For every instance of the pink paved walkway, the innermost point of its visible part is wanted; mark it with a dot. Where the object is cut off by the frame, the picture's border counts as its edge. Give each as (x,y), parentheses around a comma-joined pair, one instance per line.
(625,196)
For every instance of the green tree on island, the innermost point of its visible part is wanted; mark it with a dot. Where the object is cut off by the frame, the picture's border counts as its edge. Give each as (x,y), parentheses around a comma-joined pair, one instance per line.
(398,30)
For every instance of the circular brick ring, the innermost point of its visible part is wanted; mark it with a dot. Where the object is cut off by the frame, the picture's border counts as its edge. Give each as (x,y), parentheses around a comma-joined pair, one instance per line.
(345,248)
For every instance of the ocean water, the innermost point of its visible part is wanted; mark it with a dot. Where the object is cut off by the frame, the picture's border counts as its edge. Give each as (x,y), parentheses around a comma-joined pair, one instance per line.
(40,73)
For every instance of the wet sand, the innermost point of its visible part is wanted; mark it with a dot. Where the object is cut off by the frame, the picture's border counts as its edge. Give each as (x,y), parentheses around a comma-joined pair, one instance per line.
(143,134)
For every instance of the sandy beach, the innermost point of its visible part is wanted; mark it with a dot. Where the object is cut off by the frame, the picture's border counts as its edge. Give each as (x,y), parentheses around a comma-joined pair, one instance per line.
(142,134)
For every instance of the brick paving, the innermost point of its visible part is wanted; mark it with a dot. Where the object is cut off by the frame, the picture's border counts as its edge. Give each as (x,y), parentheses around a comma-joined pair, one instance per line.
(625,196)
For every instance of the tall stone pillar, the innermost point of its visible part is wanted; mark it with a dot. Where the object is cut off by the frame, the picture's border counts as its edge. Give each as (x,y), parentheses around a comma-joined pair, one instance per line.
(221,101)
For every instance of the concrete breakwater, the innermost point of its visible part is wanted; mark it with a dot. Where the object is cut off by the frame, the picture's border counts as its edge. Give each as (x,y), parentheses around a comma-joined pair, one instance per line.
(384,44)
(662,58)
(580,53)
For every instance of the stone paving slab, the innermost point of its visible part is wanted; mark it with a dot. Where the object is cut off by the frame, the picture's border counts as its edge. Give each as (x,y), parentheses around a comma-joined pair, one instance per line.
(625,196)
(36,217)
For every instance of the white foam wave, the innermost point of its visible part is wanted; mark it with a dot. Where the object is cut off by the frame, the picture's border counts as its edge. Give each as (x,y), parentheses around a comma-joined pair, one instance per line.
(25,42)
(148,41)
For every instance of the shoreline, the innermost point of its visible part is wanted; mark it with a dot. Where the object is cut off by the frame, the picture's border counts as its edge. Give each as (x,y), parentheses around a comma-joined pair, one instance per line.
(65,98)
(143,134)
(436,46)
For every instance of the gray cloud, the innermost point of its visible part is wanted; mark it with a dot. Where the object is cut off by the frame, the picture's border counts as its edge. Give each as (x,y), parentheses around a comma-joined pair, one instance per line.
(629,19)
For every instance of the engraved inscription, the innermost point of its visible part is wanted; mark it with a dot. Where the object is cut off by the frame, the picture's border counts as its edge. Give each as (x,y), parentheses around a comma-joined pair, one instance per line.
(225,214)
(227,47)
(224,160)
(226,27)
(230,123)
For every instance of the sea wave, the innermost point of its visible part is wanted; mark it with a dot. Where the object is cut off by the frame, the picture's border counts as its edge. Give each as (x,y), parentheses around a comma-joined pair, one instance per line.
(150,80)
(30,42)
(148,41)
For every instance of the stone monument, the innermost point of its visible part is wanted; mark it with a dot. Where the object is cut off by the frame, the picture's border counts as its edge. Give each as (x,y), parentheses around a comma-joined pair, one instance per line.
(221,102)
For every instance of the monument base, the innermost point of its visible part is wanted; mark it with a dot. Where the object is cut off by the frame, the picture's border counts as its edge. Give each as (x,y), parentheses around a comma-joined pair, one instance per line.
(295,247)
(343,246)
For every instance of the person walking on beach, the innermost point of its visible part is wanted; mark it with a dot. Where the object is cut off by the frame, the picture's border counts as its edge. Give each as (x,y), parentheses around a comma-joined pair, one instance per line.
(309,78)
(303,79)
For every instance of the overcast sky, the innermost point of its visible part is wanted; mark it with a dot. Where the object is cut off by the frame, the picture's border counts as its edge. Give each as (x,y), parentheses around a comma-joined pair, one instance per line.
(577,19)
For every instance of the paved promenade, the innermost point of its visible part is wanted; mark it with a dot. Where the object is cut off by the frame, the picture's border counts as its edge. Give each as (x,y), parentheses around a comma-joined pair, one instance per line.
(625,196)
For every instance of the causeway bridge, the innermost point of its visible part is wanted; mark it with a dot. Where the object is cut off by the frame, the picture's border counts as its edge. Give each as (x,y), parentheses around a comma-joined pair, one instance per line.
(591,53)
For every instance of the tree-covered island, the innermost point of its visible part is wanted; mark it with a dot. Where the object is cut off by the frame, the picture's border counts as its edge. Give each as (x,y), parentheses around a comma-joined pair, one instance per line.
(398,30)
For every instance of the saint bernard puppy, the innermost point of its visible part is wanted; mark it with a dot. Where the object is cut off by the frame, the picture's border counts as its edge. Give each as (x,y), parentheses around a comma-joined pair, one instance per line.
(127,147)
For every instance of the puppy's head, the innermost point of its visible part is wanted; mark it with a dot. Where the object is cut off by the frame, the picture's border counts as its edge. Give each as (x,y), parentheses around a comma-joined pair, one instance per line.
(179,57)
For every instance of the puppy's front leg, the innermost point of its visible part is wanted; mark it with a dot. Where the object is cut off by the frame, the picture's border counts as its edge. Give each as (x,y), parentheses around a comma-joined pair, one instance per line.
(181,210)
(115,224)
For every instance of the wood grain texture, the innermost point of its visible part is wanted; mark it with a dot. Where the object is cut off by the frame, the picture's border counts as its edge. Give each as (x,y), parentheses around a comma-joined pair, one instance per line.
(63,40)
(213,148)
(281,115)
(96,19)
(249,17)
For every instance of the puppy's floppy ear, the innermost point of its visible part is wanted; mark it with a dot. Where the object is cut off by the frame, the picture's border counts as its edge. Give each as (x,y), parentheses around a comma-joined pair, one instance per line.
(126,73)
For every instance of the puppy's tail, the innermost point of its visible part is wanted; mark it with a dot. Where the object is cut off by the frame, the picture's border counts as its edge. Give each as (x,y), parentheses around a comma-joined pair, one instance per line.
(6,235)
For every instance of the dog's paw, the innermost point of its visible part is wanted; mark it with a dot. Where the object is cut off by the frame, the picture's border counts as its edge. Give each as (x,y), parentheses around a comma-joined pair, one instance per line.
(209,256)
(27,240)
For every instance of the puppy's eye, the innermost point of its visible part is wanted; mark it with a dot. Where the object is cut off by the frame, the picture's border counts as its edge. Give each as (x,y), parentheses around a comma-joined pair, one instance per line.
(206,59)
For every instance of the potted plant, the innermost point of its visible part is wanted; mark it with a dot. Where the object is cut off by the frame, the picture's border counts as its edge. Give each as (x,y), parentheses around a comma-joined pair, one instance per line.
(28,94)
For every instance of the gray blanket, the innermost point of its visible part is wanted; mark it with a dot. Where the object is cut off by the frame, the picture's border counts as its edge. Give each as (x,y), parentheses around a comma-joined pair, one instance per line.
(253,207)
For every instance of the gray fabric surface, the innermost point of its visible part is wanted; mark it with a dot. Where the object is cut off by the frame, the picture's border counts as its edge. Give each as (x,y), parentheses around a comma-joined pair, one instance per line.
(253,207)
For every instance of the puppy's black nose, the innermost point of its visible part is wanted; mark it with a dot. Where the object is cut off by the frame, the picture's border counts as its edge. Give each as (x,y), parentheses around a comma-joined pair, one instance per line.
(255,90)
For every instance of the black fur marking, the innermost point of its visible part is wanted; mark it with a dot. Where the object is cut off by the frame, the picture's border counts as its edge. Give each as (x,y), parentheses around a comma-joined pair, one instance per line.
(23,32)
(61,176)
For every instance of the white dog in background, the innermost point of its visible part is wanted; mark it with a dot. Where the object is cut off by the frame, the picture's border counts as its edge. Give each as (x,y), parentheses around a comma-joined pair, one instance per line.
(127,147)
********
* Task statement *
Could you give again exactly the lines from the line containing "For every instance of the black" through the final line of the data above, and no others?

* Correct response *
For every instance of the black fur marking, the innermost point of its visible part is wanted; mark it with a dot. Where the object is cut off by the frame, the picture's border counts as its edge. Give each as (x,y), parentheses around a comma-joined pair, one instance per line.
(23,32)
(61,176)
For every instance of the white dog in background, the innermost point of its visible part is wanted; mark it with a dot. Where the object is cut off by the frame, the picture's border counts as its edge. Give each as (x,y), parentheses around a comma-joined pair, one instance per line.
(127,147)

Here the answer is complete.